***** Data provided *****

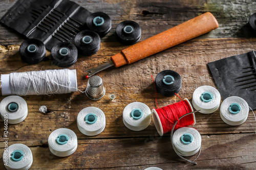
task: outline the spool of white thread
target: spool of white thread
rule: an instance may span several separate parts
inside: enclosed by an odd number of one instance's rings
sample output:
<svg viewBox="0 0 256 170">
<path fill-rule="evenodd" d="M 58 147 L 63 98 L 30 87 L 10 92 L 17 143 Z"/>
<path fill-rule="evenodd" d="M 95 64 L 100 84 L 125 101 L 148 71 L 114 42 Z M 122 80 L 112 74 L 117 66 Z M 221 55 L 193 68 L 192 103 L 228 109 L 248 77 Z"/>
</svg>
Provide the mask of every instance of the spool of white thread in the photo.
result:
<svg viewBox="0 0 256 170">
<path fill-rule="evenodd" d="M 201 135 L 196 129 L 183 127 L 177 129 L 173 136 L 173 143 L 178 154 L 183 156 L 196 154 L 201 148 Z"/>
<path fill-rule="evenodd" d="M 68 156 L 77 148 L 77 138 L 75 132 L 70 129 L 58 129 L 49 136 L 48 144 L 53 154 L 59 157 Z"/>
<path fill-rule="evenodd" d="M 3 95 L 63 94 L 77 91 L 76 70 L 63 69 L 1 75 Z"/>
<path fill-rule="evenodd" d="M 131 130 L 142 131 L 148 126 L 151 121 L 151 111 L 144 103 L 133 102 L 123 109 L 123 124 Z"/>
<path fill-rule="evenodd" d="M 88 136 L 97 135 L 105 129 L 106 119 L 103 111 L 95 107 L 83 109 L 77 115 L 77 127 Z"/>
<path fill-rule="evenodd" d="M 28 115 L 27 103 L 19 96 L 8 96 L 0 103 L 0 114 L 3 120 L 8 118 L 9 124 L 18 124 Z"/>
<path fill-rule="evenodd" d="M 32 164 L 33 156 L 29 147 L 23 144 L 15 143 L 5 150 L 3 160 L 8 170 L 28 170 Z"/>
<path fill-rule="evenodd" d="M 198 87 L 193 93 L 192 104 L 199 112 L 209 114 L 216 111 L 221 102 L 221 94 L 215 88 L 210 86 Z"/>
<path fill-rule="evenodd" d="M 237 126 L 246 120 L 249 113 L 247 103 L 241 98 L 232 96 L 228 97 L 221 104 L 220 115 L 227 124 Z"/>
</svg>

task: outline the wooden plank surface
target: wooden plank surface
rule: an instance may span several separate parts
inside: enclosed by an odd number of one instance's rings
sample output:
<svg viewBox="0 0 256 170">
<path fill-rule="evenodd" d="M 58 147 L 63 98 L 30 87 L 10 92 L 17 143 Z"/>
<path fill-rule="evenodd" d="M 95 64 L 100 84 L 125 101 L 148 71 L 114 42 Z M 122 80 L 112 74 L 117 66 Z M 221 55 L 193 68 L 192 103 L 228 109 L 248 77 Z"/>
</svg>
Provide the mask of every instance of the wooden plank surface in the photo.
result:
<svg viewBox="0 0 256 170">
<path fill-rule="evenodd" d="M 209 33 L 168 49 L 150 57 L 120 68 L 110 68 L 99 72 L 106 94 L 98 101 L 89 100 L 80 92 L 51 96 L 26 96 L 29 114 L 26 119 L 8 127 L 9 144 L 21 143 L 32 151 L 34 161 L 31 169 L 144 169 L 157 166 L 163 169 L 181 169 L 186 165 L 172 149 L 169 134 L 159 136 L 152 121 L 140 132 L 126 128 L 122 114 L 129 103 L 137 101 L 152 109 L 156 107 L 155 88 L 151 75 L 155 78 L 161 70 L 172 69 L 182 79 L 179 95 L 190 101 L 197 87 L 216 87 L 206 64 L 227 57 L 254 50 L 256 38 L 246 23 L 254 11 L 252 1 L 74 1 L 91 12 L 102 11 L 112 19 L 113 29 L 104 37 L 100 50 L 90 57 L 80 56 L 70 67 L 76 69 L 78 89 L 84 91 L 87 81 L 84 70 L 109 61 L 110 57 L 127 47 L 117 42 L 115 28 L 120 21 L 132 19 L 142 28 L 141 40 L 159 33 L 206 11 L 212 12 L 220 28 Z M 6 12 L 16 1 L 0 1 L 0 15 Z M 59 69 L 51 64 L 48 58 L 38 64 L 29 65 L 20 58 L 19 44 L 24 38 L 13 30 L 0 25 L 0 74 Z M 8 55 L 8 56 L 6 58 Z M 110 101 L 109 96 L 115 94 Z M 0 100 L 5 96 L 1 96 Z M 157 94 L 159 107 L 177 102 L 177 96 L 166 98 Z M 47 115 L 39 112 L 41 105 L 52 111 Z M 77 114 L 82 108 L 99 107 L 106 116 L 106 127 L 99 135 L 89 137 L 78 130 Z M 198 164 L 186 169 L 253 169 L 256 165 L 255 121 L 250 112 L 246 122 L 231 127 L 225 124 L 219 110 L 209 114 L 196 114 L 194 126 L 202 135 L 202 152 Z M 58 158 L 51 154 L 48 138 L 54 130 L 67 128 L 74 131 L 78 147 L 72 155 Z M 0 123 L 0 132 L 4 127 Z M 0 159 L 4 151 L 3 136 L 0 142 Z M 188 157 L 193 159 L 195 156 Z M 0 169 L 4 169 L 0 161 Z"/>
</svg>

*****

Task instructions
Reproduce the records above word for word, but leave out the pictures.

Task answer
task: outline the spool of white thread
target: spool of white thread
rule: an instance may span several separate parts
inside: enclosed by an odd number of one instance's rings
sample output:
<svg viewBox="0 0 256 170">
<path fill-rule="evenodd" d="M 58 147 L 63 98 L 30 87 L 10 92 L 17 143 Z"/>
<path fill-rule="evenodd" d="M 95 64 L 100 84 L 125 101 L 148 71 L 114 42 Z M 122 80 L 112 74 L 117 66 Z M 221 55 L 193 68 L 192 103 L 228 109 L 248 77 Z"/>
</svg>
Provide the mask of every instance of the spool of white thread in the photo.
result:
<svg viewBox="0 0 256 170">
<path fill-rule="evenodd" d="M 201 135 L 196 129 L 183 127 L 177 129 L 173 136 L 173 143 L 178 154 L 183 156 L 196 154 L 201 148 Z"/>
<path fill-rule="evenodd" d="M 68 156 L 77 148 L 77 138 L 75 132 L 70 129 L 58 129 L 49 136 L 48 144 L 53 154 L 59 157 Z"/>
<path fill-rule="evenodd" d="M 3 95 L 63 94 L 77 91 L 76 70 L 63 69 L 1 75 Z"/>
<path fill-rule="evenodd" d="M 131 130 L 142 131 L 148 126 L 151 121 L 151 111 L 144 103 L 133 102 L 123 109 L 123 124 Z"/>
<path fill-rule="evenodd" d="M 88 136 L 97 135 L 105 129 L 106 119 L 103 111 L 95 107 L 83 109 L 77 115 L 77 127 Z"/>
<path fill-rule="evenodd" d="M 28 115 L 27 103 L 19 96 L 8 96 L 0 103 L 0 114 L 3 120 L 8 118 L 9 124 L 18 124 Z"/>
<path fill-rule="evenodd" d="M 32 164 L 33 156 L 29 147 L 23 144 L 15 143 L 5 150 L 3 160 L 8 170 L 28 170 Z"/>
<path fill-rule="evenodd" d="M 198 87 L 193 93 L 192 104 L 199 112 L 209 114 L 216 111 L 221 102 L 221 94 L 215 88 L 210 86 Z"/>
<path fill-rule="evenodd" d="M 237 126 L 246 120 L 249 113 L 247 103 L 241 98 L 232 96 L 228 97 L 221 104 L 220 115 L 227 124 Z"/>
</svg>

task: outline the wooden plank surface
target: wooden plank surface
rule: an instance may span several separate parts
inside: enclosed by an odd number of one instance's rings
sample output:
<svg viewBox="0 0 256 170">
<path fill-rule="evenodd" d="M 58 147 L 63 98 L 30 87 L 10 92 L 17 143 Z"/>
<path fill-rule="evenodd" d="M 95 64 L 100 84 L 125 101 L 148 71 L 114 42 Z M 122 80 L 112 74 L 117 66 Z M 221 55 L 193 68 L 192 103 L 228 109 L 248 77 Z"/>
</svg>
Provide the mask of every instance of the wooden plank surface in the photo.
result:
<svg viewBox="0 0 256 170">
<path fill-rule="evenodd" d="M 209 33 L 168 49 L 150 57 L 120 68 L 110 68 L 99 72 L 106 94 L 98 101 L 89 100 L 80 92 L 51 96 L 26 96 L 29 114 L 26 119 L 8 127 L 9 144 L 21 143 L 32 151 L 34 161 L 31 169 L 144 169 L 157 166 L 163 169 L 181 169 L 186 165 L 172 149 L 169 134 L 159 136 L 152 121 L 140 132 L 126 128 L 122 114 L 129 103 L 137 101 L 152 109 L 156 107 L 155 88 L 151 75 L 155 78 L 161 70 L 172 69 L 182 79 L 179 95 L 190 101 L 197 87 L 216 87 L 206 64 L 227 57 L 254 50 L 256 38 L 246 23 L 254 11 L 252 1 L 74 1 L 91 12 L 102 11 L 112 19 L 113 29 L 104 37 L 100 50 L 90 57 L 80 56 L 70 67 L 76 69 L 78 89 L 84 91 L 87 81 L 84 70 L 109 61 L 110 57 L 127 47 L 117 42 L 115 28 L 120 21 L 132 19 L 142 28 L 141 40 L 159 33 L 206 11 L 212 12 L 220 28 Z M 6 12 L 16 1 L 0 1 L 0 15 Z M 59 69 L 51 64 L 48 58 L 38 64 L 29 65 L 20 58 L 19 44 L 24 38 L 13 30 L 0 25 L 0 74 Z M 8 55 L 8 56 L 6 58 Z M 110 101 L 109 96 L 115 94 Z M 0 100 L 5 96 L 1 96 Z M 157 94 L 159 107 L 177 102 L 177 96 L 166 98 Z M 47 115 L 39 112 L 41 105 L 52 111 Z M 77 114 L 82 108 L 99 107 L 106 116 L 106 127 L 99 135 L 89 137 L 78 130 Z M 198 164 L 186 169 L 253 169 L 256 165 L 255 121 L 250 112 L 246 122 L 231 127 L 225 124 L 219 110 L 209 114 L 196 114 L 194 126 L 202 135 L 202 152 Z M 58 158 L 51 154 L 48 138 L 54 130 L 67 128 L 74 131 L 78 147 L 72 155 Z M 0 123 L 0 132 L 4 127 Z M 0 159 L 4 151 L 3 136 L 0 142 Z M 188 157 L 193 159 L 195 156 Z M 0 169 L 4 169 L 0 161 Z"/>
</svg>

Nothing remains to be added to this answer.